● WHAT THE EXERCISE ASKS: Return every line of the listing, exactly as it reads.

TASK INPUTS section start

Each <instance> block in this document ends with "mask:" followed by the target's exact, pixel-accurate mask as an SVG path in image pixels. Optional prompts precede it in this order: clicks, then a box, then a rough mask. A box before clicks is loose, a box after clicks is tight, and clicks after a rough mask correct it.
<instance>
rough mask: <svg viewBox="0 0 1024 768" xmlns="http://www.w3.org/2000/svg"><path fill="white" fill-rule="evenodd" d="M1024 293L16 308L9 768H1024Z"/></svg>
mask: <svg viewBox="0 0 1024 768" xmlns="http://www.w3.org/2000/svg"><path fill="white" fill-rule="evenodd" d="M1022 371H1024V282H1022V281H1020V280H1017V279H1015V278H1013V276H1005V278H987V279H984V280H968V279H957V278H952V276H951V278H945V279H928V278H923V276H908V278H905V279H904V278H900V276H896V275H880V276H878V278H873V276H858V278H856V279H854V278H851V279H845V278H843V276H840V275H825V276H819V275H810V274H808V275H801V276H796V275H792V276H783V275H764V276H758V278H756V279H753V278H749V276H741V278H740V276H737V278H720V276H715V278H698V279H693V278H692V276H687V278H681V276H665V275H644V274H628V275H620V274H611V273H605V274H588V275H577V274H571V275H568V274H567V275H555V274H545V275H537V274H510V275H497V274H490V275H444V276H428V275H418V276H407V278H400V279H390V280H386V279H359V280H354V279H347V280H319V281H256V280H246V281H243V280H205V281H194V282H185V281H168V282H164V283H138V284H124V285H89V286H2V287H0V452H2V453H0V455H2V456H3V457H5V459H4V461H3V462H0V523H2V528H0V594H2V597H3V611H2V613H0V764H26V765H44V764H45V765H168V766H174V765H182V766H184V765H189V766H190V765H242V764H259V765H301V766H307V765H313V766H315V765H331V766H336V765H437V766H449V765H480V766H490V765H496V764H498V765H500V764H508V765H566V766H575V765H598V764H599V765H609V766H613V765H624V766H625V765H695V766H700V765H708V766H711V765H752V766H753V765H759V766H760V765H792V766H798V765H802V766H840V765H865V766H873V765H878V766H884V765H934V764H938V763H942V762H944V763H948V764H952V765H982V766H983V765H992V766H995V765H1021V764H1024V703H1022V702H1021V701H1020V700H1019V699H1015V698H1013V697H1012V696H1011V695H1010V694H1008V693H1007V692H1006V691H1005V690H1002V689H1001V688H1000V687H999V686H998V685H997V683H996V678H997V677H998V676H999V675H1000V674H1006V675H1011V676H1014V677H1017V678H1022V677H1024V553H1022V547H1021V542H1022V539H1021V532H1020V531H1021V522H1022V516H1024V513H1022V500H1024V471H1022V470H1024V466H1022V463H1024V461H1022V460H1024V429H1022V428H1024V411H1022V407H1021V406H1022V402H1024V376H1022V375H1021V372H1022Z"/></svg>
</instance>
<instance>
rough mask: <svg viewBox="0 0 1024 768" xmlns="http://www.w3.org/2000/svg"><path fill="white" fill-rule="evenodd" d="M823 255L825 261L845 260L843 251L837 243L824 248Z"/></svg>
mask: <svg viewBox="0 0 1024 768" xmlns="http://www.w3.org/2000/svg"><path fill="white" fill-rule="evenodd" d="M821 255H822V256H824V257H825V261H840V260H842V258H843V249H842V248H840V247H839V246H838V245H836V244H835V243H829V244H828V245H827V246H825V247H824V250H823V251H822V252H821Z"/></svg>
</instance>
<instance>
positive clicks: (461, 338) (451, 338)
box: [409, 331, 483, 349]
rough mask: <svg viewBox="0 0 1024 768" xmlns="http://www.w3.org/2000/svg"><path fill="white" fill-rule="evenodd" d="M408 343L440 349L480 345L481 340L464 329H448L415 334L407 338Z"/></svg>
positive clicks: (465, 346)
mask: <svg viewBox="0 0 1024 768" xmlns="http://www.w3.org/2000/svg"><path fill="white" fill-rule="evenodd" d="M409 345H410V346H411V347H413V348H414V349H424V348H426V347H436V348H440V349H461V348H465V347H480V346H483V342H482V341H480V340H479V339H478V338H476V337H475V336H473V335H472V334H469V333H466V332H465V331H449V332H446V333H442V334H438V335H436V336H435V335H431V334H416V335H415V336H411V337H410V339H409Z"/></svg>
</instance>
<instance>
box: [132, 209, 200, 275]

TASK INPUTS section end

● REPLY TO THE EXERCISE:
Each <instance> block in this document ends with "mask:" followed by the target's exact, pixel-accurate mask as an SVG path in image pixels. Optional prompts precede it in this order: clicks, then a box, then a rough mask. A box before clicks is loose, a box after clicks is tight, and clicks after a rough mask correct it.
<instance>
rough mask: <svg viewBox="0 0 1024 768" xmlns="http://www.w3.org/2000/svg"><path fill="white" fill-rule="evenodd" d="M1024 293L16 308L9 768H1024Z"/></svg>
mask: <svg viewBox="0 0 1024 768" xmlns="http://www.w3.org/2000/svg"><path fill="white" fill-rule="evenodd" d="M1022 371H1024V282H1022V281H1020V280H1017V279H1015V278H1013V276H1005V278H987V279H984V280H968V279H957V278H952V276H951V278H945V279H928V278H923V276H908V278H905V279H904V278H900V276H896V275H880V276H878V278H873V276H858V278H856V279H854V278H851V279H845V278H843V276H840V275H825V276H819V275H810V274H808V275H801V276H796V275H792V276H783V275H764V276H758V278H756V279H753V278H749V276H741V278H740V276H737V278H720V276H715V278H698V279H693V278H692V276H687V278H681V276H665V275H644V274H628V275H620V274H611V273H605V274H588V275H577V274H571V275H568V274H567V275H555V274H545V275H537V274H510V275H497V274H490V275H444V276H428V275H418V276H407V278H400V279H390V280H386V279H359V280H354V279H347V280H319V281H256V280H246V281H243V280H205V281H194V282H185V281H168V282H164V283H138V284H124V285H89V286H2V287H0V452H2V453H0V455H2V456H3V457H5V459H4V461H3V462H0V523H2V528H0V594H2V597H3V611H2V613H0V764H26V765H44V764H45V765H168V766H174V765H182V766H184V765H189V766H190V765H242V764H259V765H301V766H307V765H313V766H315V765H331V766H336V765H437V766H449V765H480V766H490V765H496V764H498V765H500V764H508V765H566V766H575V765H598V764H599V765H609V766H613V765H624V766H625V765H695V766H700V765H708V766H711V765H752V766H753V765H759V766H760V765H792V766H798V765H802V766H840V765H865V766H873V765H878V766H884V765H934V764H938V763H942V762H944V763H948V764H952V765H982V766H983V765H992V766H995V765H1021V764H1024V703H1022V702H1021V701H1020V700H1019V699H1015V698H1013V697H1012V696H1011V695H1010V694H1008V693H1007V692H1006V691H1005V690H1002V689H1001V688H1000V687H999V686H998V685H997V683H996V678H997V677H998V676H999V675H1000V674H1006V675H1011V676H1014V677H1017V678H1022V677H1024V553H1022V547H1021V542H1022V539H1021V532H1020V531H1021V522H1022V516H1024V513H1022V500H1024V471H1022V470H1024V466H1022V463H1024V461H1022V460H1024V429H1022V428H1024V411H1022V407H1021V406H1022V402H1024V376H1022V375H1021V372H1022Z"/></svg>
</instance>
<instance>
rough mask: <svg viewBox="0 0 1024 768" xmlns="http://www.w3.org/2000/svg"><path fill="white" fill-rule="evenodd" d="M823 255L825 261L845 260L843 251L837 243L824 248Z"/></svg>
mask: <svg viewBox="0 0 1024 768" xmlns="http://www.w3.org/2000/svg"><path fill="white" fill-rule="evenodd" d="M821 255H822V256H824V257H825V261H840V260H842V258H843V249H842V248H840V247H839V246H838V245H836V244H835V243H829V244H828V245H827V246H825V247H824V250H823V251H822V252H821Z"/></svg>
</instance>
<instance>
positive clicks: (461, 338) (451, 338)
box: [409, 331, 483, 349]
rough mask: <svg viewBox="0 0 1024 768" xmlns="http://www.w3.org/2000/svg"><path fill="white" fill-rule="evenodd" d="M408 343L440 349L480 345L481 340L464 329H448L415 334L407 338Z"/></svg>
positive clicks: (465, 346)
mask: <svg viewBox="0 0 1024 768" xmlns="http://www.w3.org/2000/svg"><path fill="white" fill-rule="evenodd" d="M409 345H410V346H411V347H413V348H414V349H424V348H426V347H436V348H440V349H461V348H465V347H480V346H483V342H482V341H480V340H479V339H478V338H476V337H475V336H473V335H472V334H469V333H466V332H465V331H449V332H446V333H442V334H438V335H436V336H435V335H431V334H416V335H415V336H411V337H410V339H409Z"/></svg>
</instance>
<instance>
box: [132, 209, 200, 275]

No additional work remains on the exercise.